_TEXT PASSAGE_:
START

The Sci-Fi Channel

I miss Canada's Space Channel era of the 2000's, when it made some of the greatest commercials for their Star Trek lineup. Give that lady some applause!



Thankfully, the Space Channel/CTV Sci-Fi Channel never suffered the massive Network Decay that Sci-Fi Channel US did. It still shows tons of Star Trek and Stargate and Eureka and Haven and stuff. The worst it slipped is when it shows Harry Potter on long weekends and occasionally an action movie
 
Thankfully, the Space Channel/CTV Sci-Fi Channel never suffered the massive Network Decay that Sci-Fi Channel US did. It still shows tons of Star Trek and Stargate and Eureka and Haven and stuff. The worst it slipped is when it shows Harry Potter on long weekends and occasionally an action movie
Star Trek and Stargate, yes, but they haven't had Eureka in years, and IIRC, Haven was actually on Showcase. Nowadays they have a habit of running crime shows that have only a token connection to sci-fi genre. Like they air Castle just because it stars Nathan Fillion. Or a couple of years ago they were running Elementary because it was an Americanized Sherlock, a show produced by Doctor Who's Steven Moffat.
 
Star Trek and Stargate, yes, but they haven't had Eureka in years, and IIRC, Haven was actually on Showcase. Nowadays they have a habit of running crime shows that have only a token connection to sci-fi genre. Like they air Castle just because it stars Nathan Fillion. Or a couple of years ago they were running Elementary because it was an Americanized Sherlock, a show produced by Doctor Who's Steven Moffat.

Least they didn't show reality TV or wrestling....

END

_REQUESTS_:
A: Report every line in the records below that contains the word "lawn", copying each such line in full.
B: Extend the discussion of Canada's Space Channel above, continuing on from its final sentence.

_GIVEN RECORDS_:

START

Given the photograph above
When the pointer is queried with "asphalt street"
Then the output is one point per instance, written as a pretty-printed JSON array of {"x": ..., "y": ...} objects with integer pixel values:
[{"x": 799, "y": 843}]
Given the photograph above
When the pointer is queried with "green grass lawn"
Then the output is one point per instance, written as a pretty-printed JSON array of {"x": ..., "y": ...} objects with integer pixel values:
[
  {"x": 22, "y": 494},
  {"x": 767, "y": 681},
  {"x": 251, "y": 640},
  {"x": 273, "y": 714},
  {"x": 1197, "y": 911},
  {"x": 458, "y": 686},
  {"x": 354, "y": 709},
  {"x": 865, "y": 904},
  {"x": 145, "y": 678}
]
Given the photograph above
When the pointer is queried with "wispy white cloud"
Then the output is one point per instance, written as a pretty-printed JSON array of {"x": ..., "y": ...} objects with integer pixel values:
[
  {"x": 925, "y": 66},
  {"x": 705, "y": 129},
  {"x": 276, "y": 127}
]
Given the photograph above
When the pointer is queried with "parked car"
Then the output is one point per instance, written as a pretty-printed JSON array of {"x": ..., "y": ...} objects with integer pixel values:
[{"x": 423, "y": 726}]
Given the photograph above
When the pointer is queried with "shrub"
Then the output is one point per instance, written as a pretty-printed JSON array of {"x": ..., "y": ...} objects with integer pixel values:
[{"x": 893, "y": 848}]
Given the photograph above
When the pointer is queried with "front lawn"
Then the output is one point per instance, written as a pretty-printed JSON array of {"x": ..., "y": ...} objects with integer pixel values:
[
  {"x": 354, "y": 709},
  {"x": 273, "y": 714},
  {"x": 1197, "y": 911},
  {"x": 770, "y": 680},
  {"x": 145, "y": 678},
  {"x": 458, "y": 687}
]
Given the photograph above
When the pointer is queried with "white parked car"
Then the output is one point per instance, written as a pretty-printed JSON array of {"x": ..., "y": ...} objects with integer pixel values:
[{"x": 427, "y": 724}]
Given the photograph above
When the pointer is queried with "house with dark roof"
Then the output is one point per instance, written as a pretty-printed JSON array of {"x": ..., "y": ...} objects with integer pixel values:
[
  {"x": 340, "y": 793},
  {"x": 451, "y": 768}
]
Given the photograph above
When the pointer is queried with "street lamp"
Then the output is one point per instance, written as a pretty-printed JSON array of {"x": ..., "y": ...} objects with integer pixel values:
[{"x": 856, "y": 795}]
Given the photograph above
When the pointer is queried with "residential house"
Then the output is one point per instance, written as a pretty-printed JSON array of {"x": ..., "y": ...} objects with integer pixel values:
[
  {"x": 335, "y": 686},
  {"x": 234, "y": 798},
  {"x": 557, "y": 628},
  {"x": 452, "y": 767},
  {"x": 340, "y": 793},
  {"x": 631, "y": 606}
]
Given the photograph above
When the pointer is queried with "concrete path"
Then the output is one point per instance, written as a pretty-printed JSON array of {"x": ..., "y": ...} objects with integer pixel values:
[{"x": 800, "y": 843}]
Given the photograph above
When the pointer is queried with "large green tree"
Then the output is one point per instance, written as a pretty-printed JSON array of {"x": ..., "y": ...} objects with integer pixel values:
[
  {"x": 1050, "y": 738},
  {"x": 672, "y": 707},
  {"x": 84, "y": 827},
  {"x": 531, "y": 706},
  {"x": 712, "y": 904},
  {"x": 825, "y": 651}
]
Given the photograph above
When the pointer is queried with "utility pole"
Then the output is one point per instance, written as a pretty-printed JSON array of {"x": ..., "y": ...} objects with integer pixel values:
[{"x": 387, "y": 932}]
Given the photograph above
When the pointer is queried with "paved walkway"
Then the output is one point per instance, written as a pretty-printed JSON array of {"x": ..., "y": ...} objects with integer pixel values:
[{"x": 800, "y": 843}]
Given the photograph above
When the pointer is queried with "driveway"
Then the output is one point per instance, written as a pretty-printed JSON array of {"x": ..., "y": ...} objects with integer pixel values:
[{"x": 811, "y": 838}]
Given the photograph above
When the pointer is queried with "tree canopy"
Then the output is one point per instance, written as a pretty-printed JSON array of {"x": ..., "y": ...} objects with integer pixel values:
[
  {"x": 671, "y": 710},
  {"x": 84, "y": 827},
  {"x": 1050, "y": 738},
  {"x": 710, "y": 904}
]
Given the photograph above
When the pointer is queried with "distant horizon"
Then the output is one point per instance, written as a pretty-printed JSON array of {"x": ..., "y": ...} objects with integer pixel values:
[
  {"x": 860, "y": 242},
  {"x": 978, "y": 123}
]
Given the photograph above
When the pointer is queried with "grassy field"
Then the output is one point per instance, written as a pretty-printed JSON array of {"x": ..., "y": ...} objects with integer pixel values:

END

_ANSWER SET_:
A:
When the pointer is queried with "green grass lawn"
When the pointer is queried with "front lawn"

B:
Thankfully, the Space Channel/CTV Sci-Fi Channel never suffered the massive Network Decay that Sci-Fi Channel US did. It still shows tons of Star Trek and Stargate and Eureka and Haven and stuff. The worst it slipped is when it shows Harry Potter on long weekends and occasionally an action movie

Agreed, although somewhat ironically, it lost the Trek license to Paramount+, and it's lost some of its identity over the last several years. I really loved what they were doing when they were still the Space Channel.
 
Agreed, although somewhat ironically, it lost the Trek license to Paramount+, and it's lost some of its identity over the last several years. I really loved what they were doing when they were still the Space Channel.

It has? They showed all of Picard, or did they lost the license after that?
 
It has? They showed all of Picard, or did they lost the license after that?
Yeah, they showed all of Picard, but as far as I know that was the last time they held the Trek license for anything. I think they had Prodigy and up to Season 4 of Discovery too. It was shortly after that that Paramount made their push to move all of Canada's Trek to Paramount+. Mind you, this is all muddled since everything was removed from Crave, but apparently some of it can still be viewed via CTV Sci-Fi, so I don't really know what kind of deal they got. Canada's media rights are so confusing that way. Hard to know where anything is. And I don't subscribe to Paramount+. I knew something was up when I couldn't access SNW via Crave anymore. Was probably the beginning of their purge. It's sad seeing the long-standing relationship they had, as Bell had put a lot of money into the Canadian CBS studios where they film Discovery. That was part of the deal via Cancon requirements.
 
Or a couple of years ago they were running Elementary because it was an Americanized Sherlock, a show produced by Doctor Who's Steven Moffat.

Except it wasn't. IIRC, the idea for a modernized Sherlock Holmes series had been in development for years; at most, Sherlock prompted CBS to move forward with the pre-existing idea, as often happens (e.g. how the success of Star Wars convinced ABC to move ahead with Battlestar Galactica, which Glen Larson had been pitching in one form or another since the '60s). And the two shows were extremely different approaches to a modern Holmes; many viewers (myself included) considered Elementary the superior of the two. For a modernized Holmes show that was a localized version of Sherlock, you'd have to look to Miss Sherlock from Japan.

If they wanted to show Elementary because of a science fiction connection, surely the fact that its creator Robert Doherty had been a writer, story editor, or producer on Star Trek: Voyager, Dark Angel, Tru Calling, and Medium would be a better connection, as well as the fact that Deep Space Nine's Robert Hewitt Wolfe was one of its writer-producers.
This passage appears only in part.